#### Short exercise:
Each entry below is to be extracted exactly.
-------- Records to use --------
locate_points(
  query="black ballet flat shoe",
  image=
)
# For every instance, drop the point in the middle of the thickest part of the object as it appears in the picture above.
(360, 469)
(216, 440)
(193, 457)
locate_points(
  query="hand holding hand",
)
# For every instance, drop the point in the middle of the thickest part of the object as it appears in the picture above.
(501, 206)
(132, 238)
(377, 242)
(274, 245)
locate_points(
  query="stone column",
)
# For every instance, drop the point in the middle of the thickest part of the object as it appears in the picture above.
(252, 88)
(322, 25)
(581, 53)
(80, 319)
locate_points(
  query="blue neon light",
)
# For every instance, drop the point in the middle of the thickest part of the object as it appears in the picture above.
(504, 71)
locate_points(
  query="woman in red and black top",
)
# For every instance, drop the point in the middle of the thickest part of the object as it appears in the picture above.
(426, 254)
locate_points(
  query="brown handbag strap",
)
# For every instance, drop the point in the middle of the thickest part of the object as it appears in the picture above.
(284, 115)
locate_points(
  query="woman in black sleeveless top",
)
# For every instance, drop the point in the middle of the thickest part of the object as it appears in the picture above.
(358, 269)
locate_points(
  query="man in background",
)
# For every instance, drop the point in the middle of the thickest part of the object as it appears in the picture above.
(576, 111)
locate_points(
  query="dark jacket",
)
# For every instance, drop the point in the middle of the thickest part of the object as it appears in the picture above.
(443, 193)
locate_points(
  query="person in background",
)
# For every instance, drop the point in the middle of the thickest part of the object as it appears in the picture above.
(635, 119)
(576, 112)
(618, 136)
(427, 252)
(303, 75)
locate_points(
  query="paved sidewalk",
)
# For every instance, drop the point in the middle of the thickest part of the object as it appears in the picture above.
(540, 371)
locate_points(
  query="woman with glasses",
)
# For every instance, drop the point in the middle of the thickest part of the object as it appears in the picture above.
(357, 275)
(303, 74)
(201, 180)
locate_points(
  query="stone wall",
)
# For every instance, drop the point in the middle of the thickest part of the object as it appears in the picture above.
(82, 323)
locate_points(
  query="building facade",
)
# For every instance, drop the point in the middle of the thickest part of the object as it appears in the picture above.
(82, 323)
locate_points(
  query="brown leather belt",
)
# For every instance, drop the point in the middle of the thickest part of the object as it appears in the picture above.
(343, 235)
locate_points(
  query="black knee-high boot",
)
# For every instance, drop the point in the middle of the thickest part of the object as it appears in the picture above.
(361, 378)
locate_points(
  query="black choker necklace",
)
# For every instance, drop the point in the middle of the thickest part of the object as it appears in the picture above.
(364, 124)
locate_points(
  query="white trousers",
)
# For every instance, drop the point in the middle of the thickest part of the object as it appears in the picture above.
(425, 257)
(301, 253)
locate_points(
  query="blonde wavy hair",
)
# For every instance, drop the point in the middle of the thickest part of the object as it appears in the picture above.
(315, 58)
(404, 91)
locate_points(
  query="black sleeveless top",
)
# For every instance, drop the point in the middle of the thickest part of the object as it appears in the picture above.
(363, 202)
--------
#### Result of this task:
locate_points(
  query="black ballet flat shoe",
  image=
)
# For every instance, drop the point in the middle of the thickest part of the object as it appears in the picture above.
(360, 469)
(216, 440)
(193, 457)
locate_points(
  query="hand holding hand",
)
# For every instance, drop the point in the middle of the thickest part of the object as it appears in the picture above.
(501, 206)
(132, 238)
(377, 242)
(274, 245)
locate_points(
  query="stone column",
)
# For every instance, drop the point in the middle of the thickest part of the object as it appears in the picture above.
(252, 88)
(322, 25)
(581, 53)
(80, 319)
locate_points(
  query="blue neon light",
)
# For every instance, drop the point in the middle of the thickest part of the object as it appears in the picture above.
(504, 71)
locate_points(
  query="woman in red and black top",
)
# For every instance, drop the point in the middle of the thickest part of the object as it appears in the picture above.
(426, 254)
locate_points(
  query="brown handbag strap",
)
# For every instance, drop the point in the middle of the thickest part of the object as it appears in the picture above.
(284, 115)
locate_points(
  query="woman in black sleeveless top",
)
# For every instance, drop the point in the middle of the thickest part of the object as it appears in the picture above.
(358, 269)
locate_points(
  query="man in background",
)
# For every instance, drop the point in the middle of the thickest part of the object as it appears in the picture above.
(576, 111)
locate_points(
  query="dark jacket",
)
# For every instance, drop the point in the middle of the thickest part of the object as it appears in the picture above.
(443, 193)
locate_points(
  query="person in background",
)
# For every instance, drop the point in the middle of the thickest part of the object as it appears in the picture above.
(635, 119)
(576, 112)
(618, 136)
(427, 252)
(303, 75)
locate_points(
  query="paved sidewalk",
)
# For every instance, drop the point in the middle of the thickest part of the object as it appears in the picture above.
(540, 371)
locate_points(
  query="woman with glasses",
)
# For every instance, drop the point in the middle of the thickest part of the object as it appears in the picture above.
(357, 275)
(303, 74)
(201, 180)
locate_points(
  query="stone wall",
)
# For every instance, drop the point in the middle of the thickest part of the object as it appears in the picture above.
(82, 323)
locate_points(
  query="building facade",
)
# For every instance, drop the point in the middle of the thickest part of the object as it appears in the picture above.
(82, 323)
locate_points(
  query="brown leather belt",
)
# For every instance, drop the point in the middle of the thickest part of the object as it appears in the picture above.
(343, 235)
locate_points(
  query="black knee-high boot",
)
# For every instance, drop the point in the middle of the thickest part of the object as it appears in the picture above.
(361, 378)
locate_points(
  query="black choker necklace",
)
# For every instance, drop the point in the middle of the thickest part of the object as it appears in the picture above.
(364, 124)
locate_points(
  query="white trousers",
)
# For every instance, drop the point in the middle of the thickest part of the object as it appears in the picture above.
(425, 257)
(301, 253)
locate_points(
  query="blonde wavy hair",
)
# For every instance, drop the point in the middle of the thickest part of the object as it appears in the picture above.
(315, 58)
(404, 91)
locate_points(
  query="black sleeveless top",
)
# For every instance, drop the point in the middle of the thickest part of the object as it appears in the picture above.
(363, 202)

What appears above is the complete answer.